What is Summarization?
Text summarization simply is the process of summarizing a block of text in order to make it shorter.
Generative AI models like ChatGPT, GPT-3.5, GPT-4, LLaMA 3, Yi 34B, and Mixtral 8x7B, are very good at performing text summarization.
Let's say you have the following block of text:
The tower is 324 metres (1,063 ft) tall, about the same height as an 81-storey building, and
the tallest structure in Paris. Its base is square, measuring 125 metres (410 ft) on each side.
During its construction, the Eiffel Tower surpassed the Washington Monument to become the tallest
man-made structure in the world, a title it held for 41 years until the Chrysler Building in New
York City was finished in 1930. It was the first structure to reach a height of 300 metres. Due to
the addition of a broadcasting aerial at the top of the tower in 1957, it is now taller than the
Chrysler Building by 5.2 metres (17 ft). Excluding transmitters, the Eiffel Tower is the second
tallest free-standing structure in France after the Millau Viaduct.

### Explore the material:
1. List every generative AI model that the text on summarization names as good at text summarization.
2. Rewrite the part of the text on summarization starting with "Text summarization simply" and going on through "on each side.", renaming "Paris" as "the French capital".

### Data below:
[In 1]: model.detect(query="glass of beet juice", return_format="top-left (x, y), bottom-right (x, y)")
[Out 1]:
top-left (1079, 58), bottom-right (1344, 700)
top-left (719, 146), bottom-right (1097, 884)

### Responses to the tasks:
1. ChatGPT, GPT-3.5, GPT-4, LLaMA 3, Yi 34B, Mixtral 8x7B

2.
Text summarization simply is the process of summarizing a block of text in order to make it shorter.
Generative AI models like ChatGPT, GPT-3.5, GPT-4, LLaMA 3, Yi 34B, and Mixtral 8x7B, are very good at performing text summarization.
Let's say you have the following block of text:
The tower is 324 metres (1,063 ft) tall, about the same height as an 81-storey building, and
the tallest structure in the French capital. Its base is square, measuring 125 metres (410 ft) on each side.